— Passage shown —
#####
Around 20 percent of animal breeds are at risk of extinction, with one breed lost each month, FAO said today.

Of the more than 7 600 breeds in FAO's global database of farm animal genetic resources, 190 have become extinct in the past 15 years and a further 1 500 are considered at risk of extinction. Some 60 breeds of cattle, goats, pigs, horses and poultry have been lost over the last five years, according to a draft document presented this week in Rome, when over 150 participants from more than 90 countries met at FAO headquarters to review the report’s findings and to discuss priorities for action to reverse the loss of animal genetic diversity worldwide.

The report, the State of the World's Animal Genetic Resources, is the first-ever global assessment of the status of animal genetic resources and the capacity of countries to manage them in a sustainable manner. It provides a comprehensive overview highlighting the importance of the livestock sector within agriculture. Comprising information from 169 countries, the final report will be published to mark the first International Technical Conference on Animal Genetic Resources, hosted by the Government of Switzerland, in Interlaken in September 2007. The conference is expected to adopt a global action plan to halt the loss of animal genetic resources and improve their sustainable use, development and conservation. Globalization Livestock contributes to the livelihoods of 1 billion people worldwide, and approximately 70 percent of the world’s rural poor depend on livestock as an important component of their livelihoods.
#####
— Supplied information —
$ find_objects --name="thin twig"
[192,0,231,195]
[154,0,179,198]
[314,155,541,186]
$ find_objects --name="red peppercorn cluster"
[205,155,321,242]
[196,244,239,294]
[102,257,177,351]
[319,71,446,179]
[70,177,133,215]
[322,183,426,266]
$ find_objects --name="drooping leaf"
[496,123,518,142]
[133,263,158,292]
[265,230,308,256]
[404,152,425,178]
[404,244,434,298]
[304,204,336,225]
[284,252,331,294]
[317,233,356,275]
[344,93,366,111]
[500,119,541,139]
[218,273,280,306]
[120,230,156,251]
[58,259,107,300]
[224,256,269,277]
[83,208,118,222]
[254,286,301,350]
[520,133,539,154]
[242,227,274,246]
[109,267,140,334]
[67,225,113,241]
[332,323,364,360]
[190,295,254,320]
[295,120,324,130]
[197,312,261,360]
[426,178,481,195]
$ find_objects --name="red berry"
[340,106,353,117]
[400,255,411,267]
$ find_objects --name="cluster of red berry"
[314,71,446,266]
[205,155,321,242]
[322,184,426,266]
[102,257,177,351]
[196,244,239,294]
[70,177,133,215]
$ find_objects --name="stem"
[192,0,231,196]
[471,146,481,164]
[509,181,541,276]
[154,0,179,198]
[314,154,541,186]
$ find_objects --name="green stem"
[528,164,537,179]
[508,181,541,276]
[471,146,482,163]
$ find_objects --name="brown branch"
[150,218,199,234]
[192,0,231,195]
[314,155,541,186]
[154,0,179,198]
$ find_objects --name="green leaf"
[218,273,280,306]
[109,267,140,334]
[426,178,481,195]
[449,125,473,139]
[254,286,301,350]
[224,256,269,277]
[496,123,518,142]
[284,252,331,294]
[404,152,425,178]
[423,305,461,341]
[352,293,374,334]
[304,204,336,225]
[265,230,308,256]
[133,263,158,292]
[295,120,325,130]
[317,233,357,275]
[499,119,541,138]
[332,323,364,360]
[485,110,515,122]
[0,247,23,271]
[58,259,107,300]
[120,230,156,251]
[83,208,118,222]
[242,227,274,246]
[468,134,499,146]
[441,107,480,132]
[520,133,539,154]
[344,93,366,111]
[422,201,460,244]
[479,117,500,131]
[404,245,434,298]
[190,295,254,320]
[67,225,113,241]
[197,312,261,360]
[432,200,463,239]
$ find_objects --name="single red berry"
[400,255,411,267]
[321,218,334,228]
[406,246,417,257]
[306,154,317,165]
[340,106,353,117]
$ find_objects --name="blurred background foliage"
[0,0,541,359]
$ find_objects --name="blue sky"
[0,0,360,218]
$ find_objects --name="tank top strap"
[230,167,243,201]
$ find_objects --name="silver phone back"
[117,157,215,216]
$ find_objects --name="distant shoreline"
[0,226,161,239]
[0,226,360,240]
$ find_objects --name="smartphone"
#####
— Complete the following —
a) Reproduce the passage of the FAO report on animal breeds starting with "Around 20 percent" and going on through "genetic diversity worldwide.", keeping every word and mark unchanged.
b) Take the FAO report on endangered animal breeds further from the point where it stops.

— Results for each task —
a)
Around 20 percent of animal breeds are at risk of extinction, with one breed lost each month, FAO said today.

Of the more than 7 600 breeds in FAO's global database of farm animal genetic resources, 190 have become extinct in the past 15 years and a further 1 500 are considered at risk of extinction. Some 60 breeds of cattle, goats, pigs, horses and poultry have been lost over the last five years, according to a draft document presented this week in Rome, when over 150 participants from more than 90 countries met at FAO headquarters to review the report’s findings and to discuss priorities for action to reverse the loss of animal genetic diversity worldwide.

b)
Livestock currently accounts for about 30 percent of agricultural gross domestic product in developing countries, a figure projected to increase to nearly 40 percent by 2030. The globalization of livestock markets is the biggest single factor affecting farm animal diversity, FAO says. Traditional production systems require multi-purpose animals, which provide a range of goods and services. Modern agriculture has developed specialized breeds, optimizing specific production traits, which have achieved striking productivity increases but depend on high external input. Only 14 of the more than 30 domesticated mammalian and bird species provide 90 percent of human food supply from animals.

”Five species: cattle, sheep, goats, pigs and chickens, provide the majority of food production,” says Irene Hoffmann, Chief of FAO’s Animal Production Service. “Selection in high-output breeds is focussed on production traits and tends to underrate functional and adaptive traits. This process leads to a narrowing genetic base both within the commercially successful breeds and as other breeds, and indeed species, are discarded in response to market forces.”

But the existing animal gene pool contains valuable resources for future food security and agricultural development, particularly in harsh environments. “Maintaining animal genetic diversity will allow future generations to select stocks or develop new breeds to cope with emerging issues, such as climate change, diseases and changing socio-economic factors,” says José Esquinas-Alcázar, Secretary of FAO’s Commission on Genetic Resources for Food and Agriculture. Because of countries’ interdependence on animal genetic resources, there is a need to facilitate the continued exchange and further development of these resources, without unnecessary barriers and to ensure that benefits reach farmers, pastoralists, breeders, consumers and society as a whole, Esquinas says.

“The Conference in Interlaken next year will provide countries a historic opportunity to formulate a common strategy to address the ongoing erosion of animal genetic resources and to better use them for food security and sustainable development,” he adds.